OBJETIVO DO EXERCÍCIO – Nos registros abaixo, reproduza o trecho que vai da linha com "Find the marble" até a linha com "x=226, y=205", trocando "cabinet door" por "drawer front" e mantendo todo o resto inalterado.

*** EXTRATO DE DADOS

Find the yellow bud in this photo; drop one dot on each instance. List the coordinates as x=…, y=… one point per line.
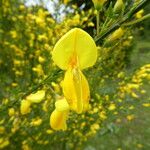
x=58, y=120
x=25, y=107
x=98, y=4
x=116, y=35
x=36, y=97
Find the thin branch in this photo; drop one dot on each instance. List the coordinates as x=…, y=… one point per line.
x=137, y=21
x=124, y=19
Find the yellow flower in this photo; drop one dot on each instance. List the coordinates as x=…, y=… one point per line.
x=76, y=90
x=36, y=97
x=116, y=35
x=139, y=14
x=75, y=48
x=75, y=51
x=59, y=115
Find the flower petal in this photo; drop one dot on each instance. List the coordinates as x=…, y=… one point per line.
x=36, y=97
x=76, y=90
x=76, y=47
x=62, y=105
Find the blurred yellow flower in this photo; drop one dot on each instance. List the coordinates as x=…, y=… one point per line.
x=139, y=14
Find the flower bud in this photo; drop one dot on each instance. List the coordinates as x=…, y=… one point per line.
x=98, y=4
x=118, y=6
x=116, y=35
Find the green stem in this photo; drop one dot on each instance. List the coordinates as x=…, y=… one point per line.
x=137, y=21
x=124, y=19
x=98, y=22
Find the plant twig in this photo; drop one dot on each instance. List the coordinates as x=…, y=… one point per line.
x=137, y=21
x=126, y=17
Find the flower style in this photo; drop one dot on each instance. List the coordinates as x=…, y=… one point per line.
x=59, y=115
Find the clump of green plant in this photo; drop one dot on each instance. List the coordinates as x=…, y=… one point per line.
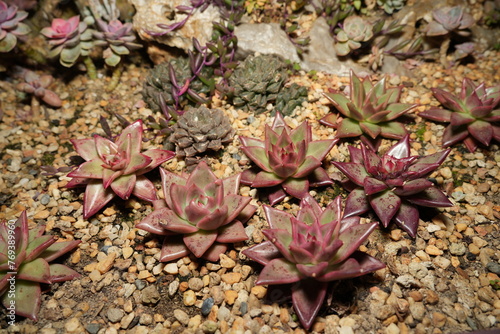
x=25, y=257
x=473, y=114
x=369, y=112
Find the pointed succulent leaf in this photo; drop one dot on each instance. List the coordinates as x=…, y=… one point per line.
x=278, y=271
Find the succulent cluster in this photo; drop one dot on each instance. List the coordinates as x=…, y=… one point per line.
x=11, y=26
x=24, y=264
x=117, y=37
x=69, y=39
x=392, y=185
x=369, y=112
x=310, y=250
x=115, y=168
x=355, y=30
x=472, y=114
x=201, y=214
x=290, y=160
x=450, y=19
x=201, y=129
x=174, y=84
x=257, y=82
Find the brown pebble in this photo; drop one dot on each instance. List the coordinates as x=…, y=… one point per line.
x=231, y=278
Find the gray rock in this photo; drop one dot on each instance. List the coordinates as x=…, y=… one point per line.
x=207, y=305
x=458, y=249
x=321, y=55
x=256, y=38
x=494, y=267
x=150, y=295
x=150, y=13
x=115, y=314
x=181, y=316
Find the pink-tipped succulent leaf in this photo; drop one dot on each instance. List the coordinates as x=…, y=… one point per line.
x=473, y=115
x=202, y=214
x=289, y=160
x=310, y=250
x=68, y=39
x=393, y=185
x=24, y=264
x=115, y=167
x=369, y=112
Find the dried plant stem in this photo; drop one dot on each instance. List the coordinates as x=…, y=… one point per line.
x=35, y=108
x=115, y=78
x=91, y=70
x=443, y=49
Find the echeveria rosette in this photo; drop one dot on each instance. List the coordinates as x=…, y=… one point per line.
x=68, y=39
x=393, y=185
x=310, y=250
x=201, y=214
x=288, y=158
x=473, y=115
x=118, y=37
x=11, y=26
x=369, y=112
x=33, y=252
x=115, y=168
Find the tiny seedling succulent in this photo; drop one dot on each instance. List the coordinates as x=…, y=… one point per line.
x=472, y=115
x=311, y=250
x=369, y=112
x=115, y=168
x=11, y=26
x=69, y=39
x=393, y=185
x=200, y=214
x=24, y=264
x=355, y=30
x=288, y=158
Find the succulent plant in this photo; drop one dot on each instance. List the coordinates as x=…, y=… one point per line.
x=201, y=129
x=24, y=264
x=290, y=160
x=118, y=37
x=38, y=86
x=390, y=6
x=449, y=19
x=473, y=115
x=355, y=30
x=69, y=39
x=393, y=185
x=257, y=82
x=369, y=112
x=311, y=250
x=163, y=82
x=11, y=26
x=290, y=98
x=200, y=214
x=115, y=168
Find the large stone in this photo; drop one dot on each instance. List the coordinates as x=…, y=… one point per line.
x=150, y=13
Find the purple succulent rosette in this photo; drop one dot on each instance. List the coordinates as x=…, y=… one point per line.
x=310, y=250
x=33, y=252
x=288, y=158
x=11, y=26
x=369, y=112
x=393, y=185
x=473, y=115
x=68, y=39
x=201, y=214
x=115, y=168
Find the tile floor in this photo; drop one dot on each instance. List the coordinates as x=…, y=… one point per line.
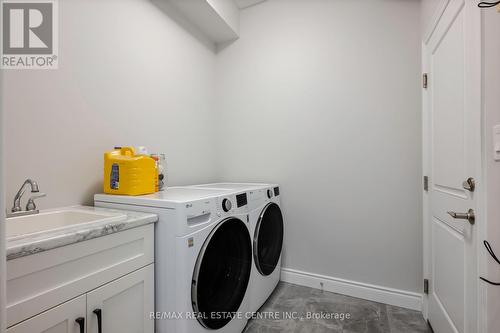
x=298, y=302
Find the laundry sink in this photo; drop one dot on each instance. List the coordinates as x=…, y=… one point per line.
x=56, y=220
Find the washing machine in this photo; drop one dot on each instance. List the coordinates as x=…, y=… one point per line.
x=267, y=229
x=203, y=257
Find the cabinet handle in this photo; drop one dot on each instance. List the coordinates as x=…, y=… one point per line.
x=81, y=321
x=98, y=313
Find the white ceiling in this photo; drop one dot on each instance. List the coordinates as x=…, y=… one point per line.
x=242, y=4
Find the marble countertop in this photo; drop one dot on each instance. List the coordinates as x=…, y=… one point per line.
x=25, y=245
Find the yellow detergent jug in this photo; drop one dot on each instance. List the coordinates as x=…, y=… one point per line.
x=126, y=173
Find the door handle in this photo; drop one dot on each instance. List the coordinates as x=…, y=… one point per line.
x=81, y=321
x=469, y=184
x=98, y=313
x=469, y=216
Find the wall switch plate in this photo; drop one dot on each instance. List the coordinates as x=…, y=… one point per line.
x=496, y=142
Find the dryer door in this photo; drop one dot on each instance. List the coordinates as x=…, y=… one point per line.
x=268, y=239
x=221, y=274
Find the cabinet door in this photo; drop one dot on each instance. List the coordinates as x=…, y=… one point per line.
x=61, y=319
x=123, y=305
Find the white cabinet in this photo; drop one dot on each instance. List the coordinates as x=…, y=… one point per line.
x=47, y=292
x=124, y=305
x=68, y=317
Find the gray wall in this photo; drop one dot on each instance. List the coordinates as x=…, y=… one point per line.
x=323, y=97
x=128, y=75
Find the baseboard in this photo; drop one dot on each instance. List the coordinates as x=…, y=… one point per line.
x=396, y=297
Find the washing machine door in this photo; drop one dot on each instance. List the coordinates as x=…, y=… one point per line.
x=221, y=273
x=268, y=239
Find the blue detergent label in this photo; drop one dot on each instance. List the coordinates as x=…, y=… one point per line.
x=115, y=177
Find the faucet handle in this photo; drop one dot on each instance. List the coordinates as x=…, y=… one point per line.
x=30, y=206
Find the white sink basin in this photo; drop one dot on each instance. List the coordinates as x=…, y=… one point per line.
x=55, y=220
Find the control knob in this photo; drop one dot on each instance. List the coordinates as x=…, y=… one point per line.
x=226, y=205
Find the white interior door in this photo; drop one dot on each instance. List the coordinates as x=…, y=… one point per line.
x=454, y=155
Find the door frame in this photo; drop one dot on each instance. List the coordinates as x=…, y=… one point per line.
x=3, y=263
x=474, y=33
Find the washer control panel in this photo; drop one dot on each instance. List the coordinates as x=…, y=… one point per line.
x=227, y=205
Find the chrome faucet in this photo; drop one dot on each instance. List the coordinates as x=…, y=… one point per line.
x=30, y=206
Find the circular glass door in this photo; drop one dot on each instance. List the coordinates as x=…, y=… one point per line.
x=221, y=274
x=268, y=239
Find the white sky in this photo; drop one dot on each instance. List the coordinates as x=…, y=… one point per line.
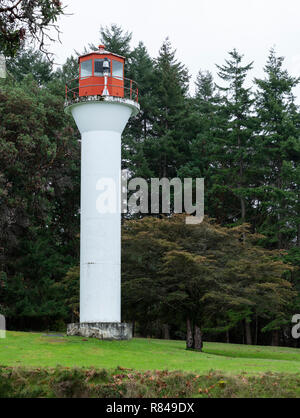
x=202, y=31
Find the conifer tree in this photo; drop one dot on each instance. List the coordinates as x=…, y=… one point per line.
x=278, y=154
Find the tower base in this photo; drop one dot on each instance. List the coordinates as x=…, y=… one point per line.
x=101, y=330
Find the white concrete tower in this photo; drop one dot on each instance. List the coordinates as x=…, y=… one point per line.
x=101, y=105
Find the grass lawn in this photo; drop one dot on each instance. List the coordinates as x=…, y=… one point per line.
x=42, y=350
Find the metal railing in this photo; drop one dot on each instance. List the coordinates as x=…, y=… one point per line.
x=129, y=89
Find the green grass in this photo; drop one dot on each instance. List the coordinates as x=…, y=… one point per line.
x=41, y=350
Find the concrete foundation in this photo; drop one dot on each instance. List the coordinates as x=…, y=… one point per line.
x=101, y=330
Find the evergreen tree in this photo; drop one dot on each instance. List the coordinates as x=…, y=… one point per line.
x=232, y=158
x=278, y=152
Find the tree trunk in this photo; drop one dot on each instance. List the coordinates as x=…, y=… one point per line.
x=256, y=330
x=189, y=334
x=166, y=332
x=198, y=339
x=248, y=333
x=275, y=338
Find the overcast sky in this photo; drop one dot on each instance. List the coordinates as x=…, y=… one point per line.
x=202, y=31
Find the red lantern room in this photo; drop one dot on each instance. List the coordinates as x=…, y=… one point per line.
x=101, y=73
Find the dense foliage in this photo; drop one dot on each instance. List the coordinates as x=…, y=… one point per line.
x=228, y=278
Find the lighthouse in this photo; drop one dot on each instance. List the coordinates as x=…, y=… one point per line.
x=101, y=102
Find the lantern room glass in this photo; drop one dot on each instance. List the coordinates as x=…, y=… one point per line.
x=117, y=70
x=86, y=69
x=98, y=67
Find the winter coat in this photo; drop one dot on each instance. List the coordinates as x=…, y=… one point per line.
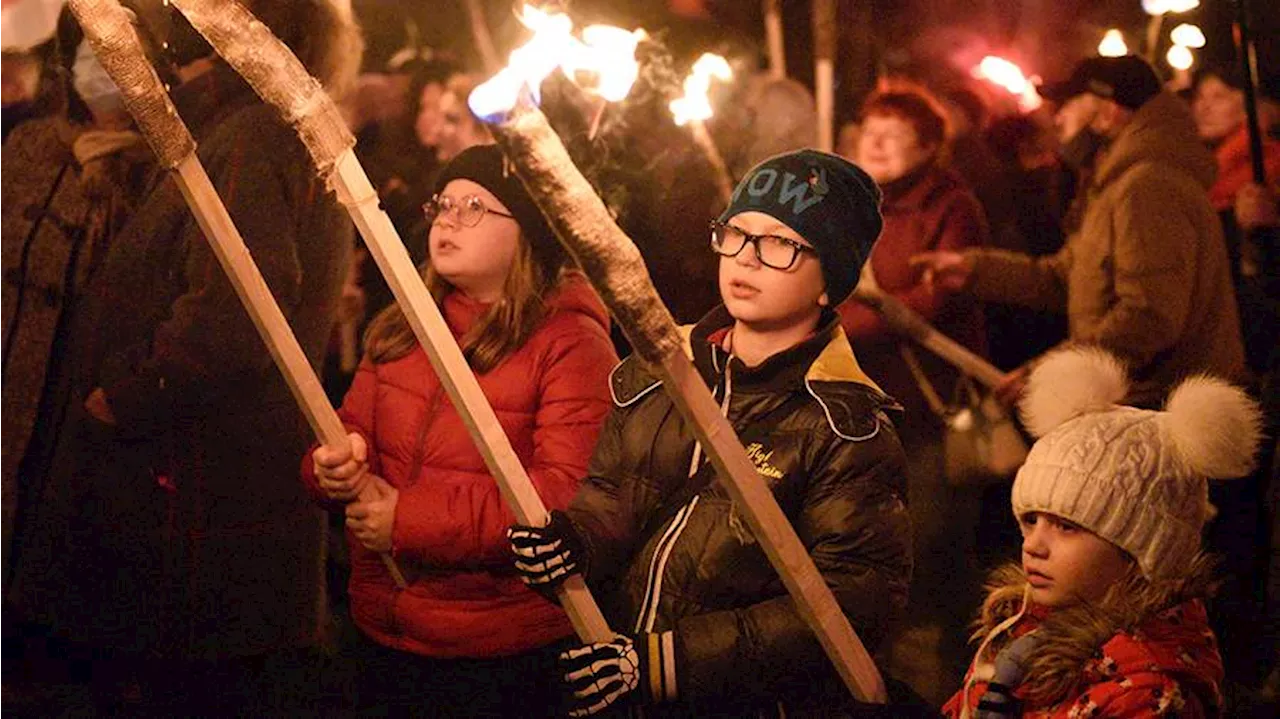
x=1147, y=274
x=67, y=191
x=449, y=534
x=668, y=552
x=928, y=210
x=182, y=529
x=1151, y=655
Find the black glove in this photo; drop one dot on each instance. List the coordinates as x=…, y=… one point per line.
x=632, y=671
x=547, y=555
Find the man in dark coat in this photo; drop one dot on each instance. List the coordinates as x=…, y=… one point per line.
x=170, y=525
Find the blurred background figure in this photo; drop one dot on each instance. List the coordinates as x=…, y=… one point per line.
x=72, y=179
x=19, y=78
x=903, y=143
x=169, y=541
x=1217, y=105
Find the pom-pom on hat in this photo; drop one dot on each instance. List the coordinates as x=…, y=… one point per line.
x=1136, y=477
x=828, y=200
x=485, y=165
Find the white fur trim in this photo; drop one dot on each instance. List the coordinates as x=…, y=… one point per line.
x=1215, y=427
x=1069, y=383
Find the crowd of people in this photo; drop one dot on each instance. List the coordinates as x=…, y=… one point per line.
x=174, y=540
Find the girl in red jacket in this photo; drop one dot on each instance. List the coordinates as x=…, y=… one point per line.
x=466, y=637
x=1106, y=617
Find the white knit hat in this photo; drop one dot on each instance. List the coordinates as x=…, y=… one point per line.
x=1136, y=477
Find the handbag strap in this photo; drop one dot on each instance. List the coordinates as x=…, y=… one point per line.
x=922, y=380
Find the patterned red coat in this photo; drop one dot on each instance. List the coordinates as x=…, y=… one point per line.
x=1166, y=667
x=551, y=397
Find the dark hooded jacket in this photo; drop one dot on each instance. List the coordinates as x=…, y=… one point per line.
x=818, y=431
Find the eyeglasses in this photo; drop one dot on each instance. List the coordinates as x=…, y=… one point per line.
x=467, y=211
x=773, y=251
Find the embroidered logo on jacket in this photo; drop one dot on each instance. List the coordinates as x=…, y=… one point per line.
x=760, y=458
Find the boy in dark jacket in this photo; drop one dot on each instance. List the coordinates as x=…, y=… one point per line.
x=709, y=628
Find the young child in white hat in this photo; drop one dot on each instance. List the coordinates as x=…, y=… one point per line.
x=1106, y=617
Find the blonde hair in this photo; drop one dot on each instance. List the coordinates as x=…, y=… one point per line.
x=497, y=334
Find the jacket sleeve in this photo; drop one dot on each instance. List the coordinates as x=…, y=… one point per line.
x=1014, y=278
x=464, y=523
x=208, y=344
x=357, y=416
x=960, y=227
x=1153, y=270
x=855, y=525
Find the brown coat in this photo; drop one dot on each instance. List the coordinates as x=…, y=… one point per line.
x=1147, y=275
x=182, y=530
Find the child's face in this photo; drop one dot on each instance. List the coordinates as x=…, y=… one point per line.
x=1066, y=563
x=766, y=297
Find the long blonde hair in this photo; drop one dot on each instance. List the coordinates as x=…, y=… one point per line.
x=497, y=334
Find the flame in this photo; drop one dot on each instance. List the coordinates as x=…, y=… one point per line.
x=602, y=63
x=694, y=105
x=1161, y=7
x=1009, y=76
x=1188, y=36
x=1112, y=45
x=1180, y=58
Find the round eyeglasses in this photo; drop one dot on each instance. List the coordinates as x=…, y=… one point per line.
x=467, y=211
x=771, y=250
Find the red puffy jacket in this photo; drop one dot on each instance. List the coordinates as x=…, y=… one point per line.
x=551, y=395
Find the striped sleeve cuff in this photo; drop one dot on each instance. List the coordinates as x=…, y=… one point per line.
x=662, y=667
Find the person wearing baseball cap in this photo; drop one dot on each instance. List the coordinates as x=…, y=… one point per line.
x=1146, y=274
x=704, y=626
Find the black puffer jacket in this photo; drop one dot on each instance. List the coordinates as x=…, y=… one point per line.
x=817, y=430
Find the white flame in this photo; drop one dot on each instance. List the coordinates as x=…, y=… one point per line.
x=1180, y=58
x=1188, y=36
x=1112, y=45
x=1161, y=7
x=602, y=63
x=695, y=105
x=1009, y=76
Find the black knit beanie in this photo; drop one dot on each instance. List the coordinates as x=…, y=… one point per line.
x=827, y=200
x=485, y=166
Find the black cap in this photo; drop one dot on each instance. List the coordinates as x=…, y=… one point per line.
x=1129, y=81
x=485, y=166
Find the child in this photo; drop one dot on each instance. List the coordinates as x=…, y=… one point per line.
x=1106, y=617
x=708, y=630
x=466, y=637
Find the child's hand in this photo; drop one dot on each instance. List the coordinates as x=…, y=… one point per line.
x=342, y=474
x=371, y=521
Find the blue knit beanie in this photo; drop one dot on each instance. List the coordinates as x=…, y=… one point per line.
x=827, y=200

******

SOLUÇÃO DO EXERCÍCIO –
Find the marble countertop in this photo; drop one dot on each instance. List the coordinates as x=…, y=… one point per line.
x=25, y=245
Find the yellow detergent jug in this photo; drop one dot on each instance. List the coordinates as x=…, y=… one point per line.
x=126, y=173
Find the door handle in this photo; drop one dot on each instance. List the coordinates as x=…, y=… one point per line.
x=81, y=321
x=469, y=184
x=98, y=313
x=469, y=216
Find the wall switch plate in this photo; drop one dot on each instance. List the coordinates as x=…, y=… one point per line.
x=496, y=142
Find the dryer door in this photo; drop one dot on each instance. List the coordinates as x=…, y=… one point per line.
x=268, y=239
x=221, y=274
Find the drawer front in this photo; drop one dot on each instance. List the coordinates as x=…, y=… one point per line.
x=61, y=319
x=123, y=305
Find the white cabinet in this photo; drop one dot on each instance. List the coordinates as x=…, y=… one point per line.
x=47, y=292
x=124, y=305
x=68, y=317
Find the gray wall in this photo; drop one dot on each instance. List the coordinates as x=…, y=… one point per line.
x=323, y=97
x=128, y=75
Find the baseboard in this photo; drop one dot on each instance. List the coordinates as x=…, y=… one point per line.
x=396, y=297
Find the washing machine door in this photo; drop one dot on each instance. List the coordinates as x=…, y=… one point per line.
x=221, y=273
x=268, y=239
Find the blue detergent label in this photo; drop one dot on each instance. List the coordinates as x=…, y=… one point per line.
x=115, y=177
Find the faucet handle in this photo; drop one dot on each instance. List the coordinates as x=…, y=… one point per line.
x=30, y=206
Find the white sink basin in this photo; drop one dot on each instance. List the coordinates as x=…, y=… one point per line.
x=55, y=220
Find the control knob in this photo; drop one dot on each instance. List the coordinates as x=…, y=… one point per line.
x=226, y=205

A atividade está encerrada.